→ **Work to complete**:
A: Answer these questions about the fish-net thread, one per line:
(i) What color is Ron Jung's net?
(ii) What does MDR remove from the tank before trying to catch a fish?
(iii) How many nets does MDR use, and what is each one for?
B: Report each line of the listing that includes the word "brick".

→ **Source excerpt**:
··········

# best net to catch fish



## Ron Jung (Jun 28, 2010)

I was wondering if fish can see colour? I have Tropheus Bemba's that are holding and as soon as I put my green net into the water the fish all go really fast and won't come out till I have removed the net. Even if I put food in so I am wondering if there is a net they can't see? I have heard they don't see red but if that is so why do some fish show red? Is there a net out there that fish can't see?

Thanks.
Ron.


----------



## MDR (Feb 20, 2012)

That is a great question, hope someone chimes in with an answer as whenever I try and catch a fish all that happens is water splashing and me cursing. My current method is to remove all decor and use two nets, one to herd and one to catch.


----------



## Jackson (Jan 30, 2009)

MDR said:


> That is a great question, hope someone chimes in with an answer as whenever I try and catch a fish all that happens is water splashing and me cursing. My current method is to remove all decor and use two nets, one to herd and one to catch.


X2

I think that's pretty much the only way to do it.

··········

[Entries drawn from a collection]
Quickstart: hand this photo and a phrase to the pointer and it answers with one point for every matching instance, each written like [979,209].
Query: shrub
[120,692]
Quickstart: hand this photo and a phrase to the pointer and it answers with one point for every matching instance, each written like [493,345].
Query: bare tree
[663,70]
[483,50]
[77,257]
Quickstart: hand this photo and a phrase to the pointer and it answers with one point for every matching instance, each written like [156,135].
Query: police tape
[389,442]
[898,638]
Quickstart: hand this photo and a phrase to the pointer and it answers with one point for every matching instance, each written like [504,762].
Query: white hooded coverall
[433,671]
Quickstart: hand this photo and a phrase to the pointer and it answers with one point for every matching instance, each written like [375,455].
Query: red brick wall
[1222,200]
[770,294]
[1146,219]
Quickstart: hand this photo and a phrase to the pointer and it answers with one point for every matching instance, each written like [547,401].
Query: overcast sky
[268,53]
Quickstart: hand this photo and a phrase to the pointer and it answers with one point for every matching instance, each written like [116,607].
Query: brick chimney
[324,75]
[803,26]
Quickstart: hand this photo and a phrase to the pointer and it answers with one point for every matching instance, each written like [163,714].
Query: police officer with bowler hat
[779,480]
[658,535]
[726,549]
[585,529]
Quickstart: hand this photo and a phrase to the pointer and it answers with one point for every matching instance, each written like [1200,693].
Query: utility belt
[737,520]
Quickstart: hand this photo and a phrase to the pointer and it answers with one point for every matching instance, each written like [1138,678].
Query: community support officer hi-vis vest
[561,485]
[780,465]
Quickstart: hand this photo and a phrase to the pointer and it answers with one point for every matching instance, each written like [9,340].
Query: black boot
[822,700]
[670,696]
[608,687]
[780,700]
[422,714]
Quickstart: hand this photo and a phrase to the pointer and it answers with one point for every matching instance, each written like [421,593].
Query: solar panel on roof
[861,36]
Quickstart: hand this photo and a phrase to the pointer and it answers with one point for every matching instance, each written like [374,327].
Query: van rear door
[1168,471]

··········

→ **Solution list**:
A:
(i) Green.
(ii) All decor.
(iii) Two: one to herd and one to catch.

B:
Query: red brick wall
Query: brick chimney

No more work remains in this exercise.